Consignes de l'exercice:
(1) Traduisez en anglais la phrase suivante du texte sur le témoignage de Bosco Ntaganda : « M. Ntaganda a indiqué que sa motivation pour rejoindre l’Alliance des forces démocratiques pour la libération du Congo (AFDL) s’est trouvée confortée lorsque des citoyens congolais du groupe ethnique Tutsi, auquel il appartient, ont été la cible de meurtres et de déplacement. »
(2) Écrivez la suite du texte sur le témoignage de Bosco Ntaganda, en reprenant après sa dernière phrase.

Texte fourni:
────────────────────────────────────────

Pour son deuxième jour de témoignage devant la Cour pénale internationale (CPI), l’ancien chef rebelle congolais Bosco Ntaganda a déclaré aux juges qu’il avait quitté l’armée rwandaise pour rejoindre une insurrection armée en République démocratique du Congo car il souhaitait contribuer à la chute de la dictature dans ce pays.
M. Ntaganda a indiqué que sa motivation pour rejoindre l’Alliance des forces démocratiques pour la libération du Congo (AFDL) s’est trouvée confortée lorsque des citoyens congolais du groupe ethnique Tutsi, auquel il appartient, ont été la cible de meurtres et de déplacement. Il a raconté ses souvenirs d’instructeur militaire au sein des rebelles de l’Armée patriotique du Rwanda (APR), son incorporation au sein de l’armée nationale du Rwanda après que l’APR ait pris le contrôle de Kigali et comment il avait ensuite rejoint l’AFDL et aidé à renverser le dictateur congolais Mobutu Sese Seko.

────────────────────────────────────────

Liste des données:

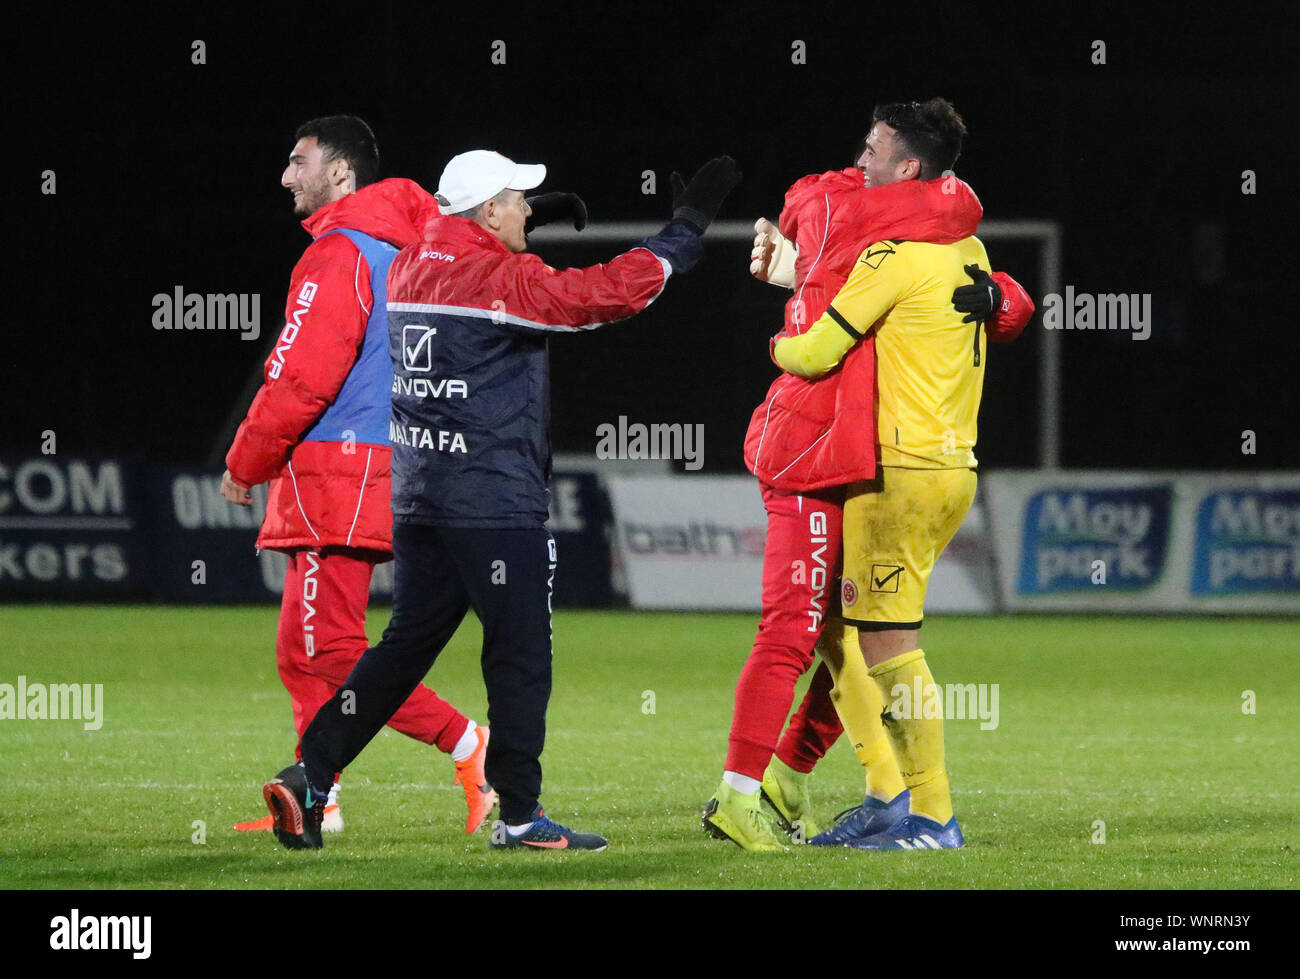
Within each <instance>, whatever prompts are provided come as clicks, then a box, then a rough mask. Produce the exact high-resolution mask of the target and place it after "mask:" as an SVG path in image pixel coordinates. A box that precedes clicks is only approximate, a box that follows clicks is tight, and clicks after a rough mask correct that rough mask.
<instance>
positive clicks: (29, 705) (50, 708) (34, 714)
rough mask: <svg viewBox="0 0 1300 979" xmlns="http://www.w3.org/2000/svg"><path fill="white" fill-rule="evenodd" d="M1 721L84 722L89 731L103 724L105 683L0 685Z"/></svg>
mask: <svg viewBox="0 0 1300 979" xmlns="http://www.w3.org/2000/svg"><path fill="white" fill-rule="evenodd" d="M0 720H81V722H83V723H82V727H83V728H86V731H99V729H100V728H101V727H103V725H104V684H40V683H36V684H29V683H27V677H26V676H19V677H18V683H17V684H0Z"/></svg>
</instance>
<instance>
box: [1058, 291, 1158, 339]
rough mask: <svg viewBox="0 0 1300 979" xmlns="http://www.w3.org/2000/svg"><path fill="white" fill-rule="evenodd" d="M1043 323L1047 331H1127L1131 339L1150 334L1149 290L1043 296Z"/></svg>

────────────────────────────────────────

Réponses dans l'ordre:
(1) Mr. Ntaganda said that his motivation to join the Alliance of Democratic Forces for the Liberation of Congo (AFDL) was strengthened when Congolese citizens of the Tutsi ethnic group, to which he belongs, were targeted for killings and displacement.

(2)
L’ancien commandant rebelle a témoigné jeudi que, lorsque l’APR avait pris le pouvoir au Rwanda, l’armée renversée et sa milice alliée dénommée Interahamwe, qui avait commis le génocide rwandais, avaient fui au Congo. Dans ce pays, ils avaient participé à une campagne soutenue par le gouvernement de Mobutu pour tuer les Tutsis. Il a déclaré que la campagne avait forcé des milliers de Tutsis à fuir le Congo, surtout pour le Rwanda et l’Ouganda, et que ceux qui n’avaient pas réussi à s’échapper avaient été « exterminés » essentiellement par des anciens soldats du régime renversé du Rwanda.
« Je souhaitais vraiment rejoindre le mouvement rebelle et chasser ce dictateur … Ils voulaient chasser les Tutsis de Kivu et les [autres] personnes voulaient reprendre cette partie du pays », a indiqué M. Ntaganda.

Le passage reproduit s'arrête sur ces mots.